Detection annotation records

-----

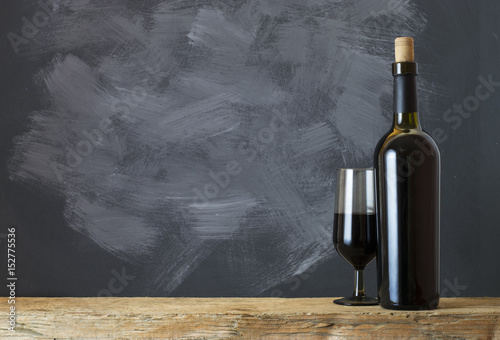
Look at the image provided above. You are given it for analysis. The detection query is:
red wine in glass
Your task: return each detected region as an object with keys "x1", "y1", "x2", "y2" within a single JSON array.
[{"x1": 333, "y1": 168, "x2": 378, "y2": 306}]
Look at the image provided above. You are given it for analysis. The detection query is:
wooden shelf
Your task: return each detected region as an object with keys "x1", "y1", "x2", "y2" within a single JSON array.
[{"x1": 4, "y1": 297, "x2": 500, "y2": 339}]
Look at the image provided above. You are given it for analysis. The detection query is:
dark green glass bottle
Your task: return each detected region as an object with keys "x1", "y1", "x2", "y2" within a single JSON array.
[{"x1": 374, "y1": 38, "x2": 441, "y2": 310}]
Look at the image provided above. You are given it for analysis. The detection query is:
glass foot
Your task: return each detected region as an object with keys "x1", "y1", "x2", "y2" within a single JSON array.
[{"x1": 333, "y1": 296, "x2": 378, "y2": 306}]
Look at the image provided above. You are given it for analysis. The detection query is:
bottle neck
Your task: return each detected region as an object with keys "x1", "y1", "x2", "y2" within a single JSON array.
[{"x1": 393, "y1": 73, "x2": 421, "y2": 130}]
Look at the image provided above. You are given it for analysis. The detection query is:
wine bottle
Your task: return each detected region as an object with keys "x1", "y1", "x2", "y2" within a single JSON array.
[{"x1": 374, "y1": 37, "x2": 441, "y2": 310}]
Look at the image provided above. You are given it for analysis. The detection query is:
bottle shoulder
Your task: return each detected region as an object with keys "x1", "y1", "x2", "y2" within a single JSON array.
[{"x1": 378, "y1": 129, "x2": 440, "y2": 157}]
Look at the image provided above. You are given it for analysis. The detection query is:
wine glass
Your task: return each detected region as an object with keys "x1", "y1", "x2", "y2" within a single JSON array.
[{"x1": 333, "y1": 168, "x2": 378, "y2": 306}]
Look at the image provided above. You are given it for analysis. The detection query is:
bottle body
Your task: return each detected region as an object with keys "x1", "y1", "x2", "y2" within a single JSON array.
[{"x1": 374, "y1": 65, "x2": 441, "y2": 310}]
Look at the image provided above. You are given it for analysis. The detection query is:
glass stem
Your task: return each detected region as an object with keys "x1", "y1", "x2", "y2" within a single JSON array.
[{"x1": 353, "y1": 269, "x2": 365, "y2": 298}]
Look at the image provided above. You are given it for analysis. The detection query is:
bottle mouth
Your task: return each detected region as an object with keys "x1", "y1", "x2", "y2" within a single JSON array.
[{"x1": 392, "y1": 61, "x2": 418, "y2": 76}]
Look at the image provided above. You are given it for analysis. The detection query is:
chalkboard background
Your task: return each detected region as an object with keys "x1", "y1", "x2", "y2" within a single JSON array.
[{"x1": 0, "y1": 0, "x2": 500, "y2": 297}]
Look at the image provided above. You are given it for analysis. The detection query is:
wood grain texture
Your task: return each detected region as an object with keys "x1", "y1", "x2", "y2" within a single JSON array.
[{"x1": 0, "y1": 298, "x2": 500, "y2": 339}]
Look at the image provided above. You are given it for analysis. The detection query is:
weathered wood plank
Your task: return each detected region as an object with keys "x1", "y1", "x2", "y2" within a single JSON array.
[{"x1": 0, "y1": 297, "x2": 500, "y2": 339}]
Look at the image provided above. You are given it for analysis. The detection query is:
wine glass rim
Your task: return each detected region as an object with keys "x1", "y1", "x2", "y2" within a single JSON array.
[{"x1": 337, "y1": 168, "x2": 374, "y2": 171}]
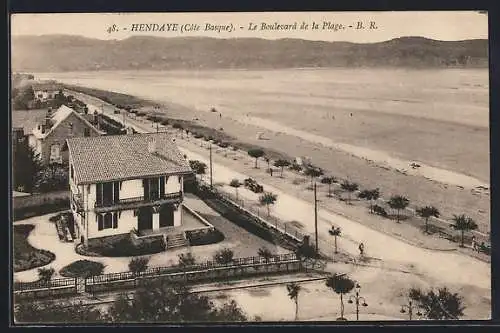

-----

**PROBLEM TO SOLVE:** Gather every line in the entries above that contains the string "glass".

**REPLY TO THE EXERCISE:**
red wine in glass
dark green glass bottle
glass foot
wine glass
glass stem
wine glass rim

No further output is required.